**Task statement**: Repeat every record below exactly, omitting any pictures.

________

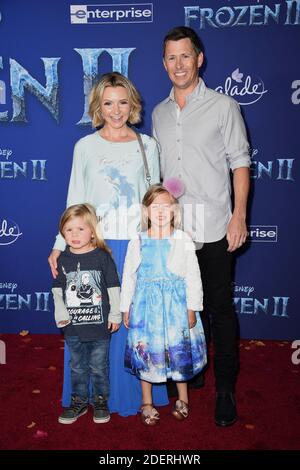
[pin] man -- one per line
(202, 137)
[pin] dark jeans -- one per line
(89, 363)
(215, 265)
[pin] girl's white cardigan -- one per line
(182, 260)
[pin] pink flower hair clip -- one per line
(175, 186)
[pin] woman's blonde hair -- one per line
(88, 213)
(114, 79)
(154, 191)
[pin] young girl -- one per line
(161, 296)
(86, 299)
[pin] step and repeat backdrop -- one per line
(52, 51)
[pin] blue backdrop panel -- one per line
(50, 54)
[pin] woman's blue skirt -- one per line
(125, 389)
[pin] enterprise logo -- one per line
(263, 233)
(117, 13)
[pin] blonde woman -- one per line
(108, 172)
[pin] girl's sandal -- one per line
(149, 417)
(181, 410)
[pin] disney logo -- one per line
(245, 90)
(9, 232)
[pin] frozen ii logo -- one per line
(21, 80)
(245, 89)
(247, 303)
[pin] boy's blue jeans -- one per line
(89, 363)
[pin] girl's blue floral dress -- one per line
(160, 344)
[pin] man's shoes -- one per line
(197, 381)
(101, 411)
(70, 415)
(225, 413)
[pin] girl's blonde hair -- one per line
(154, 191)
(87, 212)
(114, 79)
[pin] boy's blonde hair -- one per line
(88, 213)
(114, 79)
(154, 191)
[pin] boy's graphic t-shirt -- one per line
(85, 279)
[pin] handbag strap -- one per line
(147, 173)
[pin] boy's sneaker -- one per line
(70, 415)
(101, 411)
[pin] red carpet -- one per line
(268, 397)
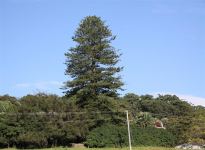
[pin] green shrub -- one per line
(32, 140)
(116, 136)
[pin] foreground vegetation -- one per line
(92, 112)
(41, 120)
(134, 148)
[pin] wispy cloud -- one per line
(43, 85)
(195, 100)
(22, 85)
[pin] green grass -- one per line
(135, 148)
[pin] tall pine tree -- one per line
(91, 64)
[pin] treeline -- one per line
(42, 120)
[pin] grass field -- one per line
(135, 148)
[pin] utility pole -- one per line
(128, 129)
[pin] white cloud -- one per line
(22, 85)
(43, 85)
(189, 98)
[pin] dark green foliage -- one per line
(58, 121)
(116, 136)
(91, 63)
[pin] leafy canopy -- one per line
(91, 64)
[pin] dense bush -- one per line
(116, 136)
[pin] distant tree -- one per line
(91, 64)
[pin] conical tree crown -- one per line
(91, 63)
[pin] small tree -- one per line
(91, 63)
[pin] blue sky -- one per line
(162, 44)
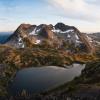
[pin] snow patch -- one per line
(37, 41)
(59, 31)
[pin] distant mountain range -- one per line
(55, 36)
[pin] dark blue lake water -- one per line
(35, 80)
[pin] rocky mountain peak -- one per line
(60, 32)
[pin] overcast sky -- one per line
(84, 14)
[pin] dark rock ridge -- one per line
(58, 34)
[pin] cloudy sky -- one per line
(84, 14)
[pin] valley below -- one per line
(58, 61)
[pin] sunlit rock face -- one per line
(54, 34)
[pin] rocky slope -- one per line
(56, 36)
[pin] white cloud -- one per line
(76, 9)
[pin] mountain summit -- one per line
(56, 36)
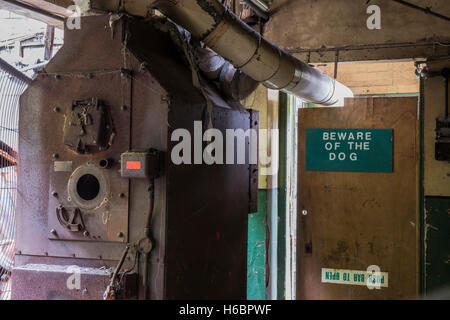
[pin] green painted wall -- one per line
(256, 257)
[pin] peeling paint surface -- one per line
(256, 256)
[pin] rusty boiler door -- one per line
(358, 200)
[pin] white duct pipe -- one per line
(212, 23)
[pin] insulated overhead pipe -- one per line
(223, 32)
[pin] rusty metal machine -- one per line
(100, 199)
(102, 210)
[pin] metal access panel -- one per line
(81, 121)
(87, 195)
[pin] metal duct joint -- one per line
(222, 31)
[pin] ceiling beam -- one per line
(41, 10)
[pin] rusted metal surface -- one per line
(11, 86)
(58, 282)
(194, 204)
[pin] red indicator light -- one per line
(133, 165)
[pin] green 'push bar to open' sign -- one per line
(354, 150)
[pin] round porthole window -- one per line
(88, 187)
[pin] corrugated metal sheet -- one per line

________

**Result for this task**:
[pin] man -- one per line
(202, 137)
[pin] dark jeans -- one per line
(89, 363)
(215, 265)
[pin] girl's white cardigan -- one per line
(182, 260)
[pin] pink flower hair clip -- one per line
(175, 186)
[pin] woman's blonde hair -- one per line
(88, 213)
(114, 79)
(154, 191)
[pin] young girl -- one per line
(161, 296)
(86, 299)
[pin] step and repeat backdrop -- one per line
(52, 51)
[pin] blue backdrop panel -- one per line
(50, 54)
[pin] woman's blue skirt -- one per line
(125, 389)
[pin] enterprise logo -- one per line
(263, 233)
(117, 13)
[pin] blonde woman -- one per line
(108, 172)
[pin] girl's sandal -- one per line
(149, 417)
(181, 410)
[pin] disney logo -- one per line
(245, 90)
(9, 232)
[pin] frozen ii logo -- one per line
(21, 80)
(245, 89)
(247, 303)
[pin] boy's blue jeans -- one per line
(89, 363)
[pin] girl's blue floral dress -- one per line
(160, 344)
[pin] man's shoes -- one per line
(197, 381)
(101, 411)
(70, 415)
(225, 413)
[pin] girl's blonde hair -- one per line
(154, 191)
(87, 212)
(114, 79)
[pin] boy's blonde hair -- one per line
(88, 213)
(114, 79)
(154, 191)
[pin] boy's graphic t-shirt -- one per line
(85, 279)
[pin] handbag strap -- one per line
(147, 173)
[pin] boy's sneaker -- one per line
(70, 415)
(101, 411)
[pin] red carpet -- one per line
(268, 397)
[pin] green shrub -- one per line
(32, 140)
(116, 136)
[pin] foreground vegetation -- one per line
(92, 112)
(41, 120)
(134, 148)
[pin] wispy cloud -- one per line
(43, 85)
(195, 100)
(22, 85)
[pin] green grass -- one per line
(135, 148)
[pin] tall pine tree -- one per line
(91, 64)
[pin] treeline -- one per line
(42, 120)
[pin] grass field -- one per line
(135, 148)
[pin] utility pole -- one per line
(128, 129)
[pin] white cloud -- one per line
(22, 85)
(43, 85)
(189, 98)
[pin] dark green foliage -- one per line
(58, 121)
(116, 136)
(91, 63)
[pin] leafy canopy -- one per line
(91, 64)
[pin] dense bush -- one per line
(116, 136)
[pin] distant tree -- one per line
(91, 64)
[pin] conical tree crown -- one per line
(91, 63)
[pin] small tree -- one per line
(91, 63)
[pin] blue sky -- one per line
(162, 44)
[pin] snow patch -- one per line
(37, 41)
(59, 31)
[pin] distant mountain range -- one per line
(55, 36)
[pin] dark blue lake water -- one per line
(35, 80)
[pin] rocky mountain peak -- one per line
(60, 32)
[pin] overcast sky -- one per line
(84, 14)
[pin] dark rock ridge -- one per line
(58, 34)
[pin] cloudy sky -- one per line
(84, 14)
[pin] valley below -- one per line
(58, 61)
[pin] sunlit rock face -- one per line
(54, 34)
[pin] rocky slope -- one per line
(56, 36)
[pin] white cloud -- one per line
(76, 9)
[pin] mountain summit -- one per line
(56, 36)
[pin] green painted wall -- one per line
(256, 257)
[pin] peeling paint surface -- one per line
(256, 256)
[pin] rusty boiler door -- one per line
(358, 200)
[pin] white duct pipe -- one per line
(212, 23)
[pin] insulated overhead pipe -- one per line
(223, 32)
[pin] rusty metal machine -- one per line
(100, 199)
(102, 210)
[pin] metal access panel -- one per line
(81, 121)
(87, 195)
[pin] metal duct joint -- one per line
(222, 31)
[pin] ceiling beam -- one per line
(41, 10)
[pin] rusted metal surface -- one per line
(11, 86)
(58, 282)
(194, 204)
[pin] red indicator light -- one per line
(133, 165)
[pin] green 'push bar to open' sign -- one per line
(354, 150)
[pin] round porthole window -- one per line
(88, 187)
[pin] corrugated metal sheet -- one per line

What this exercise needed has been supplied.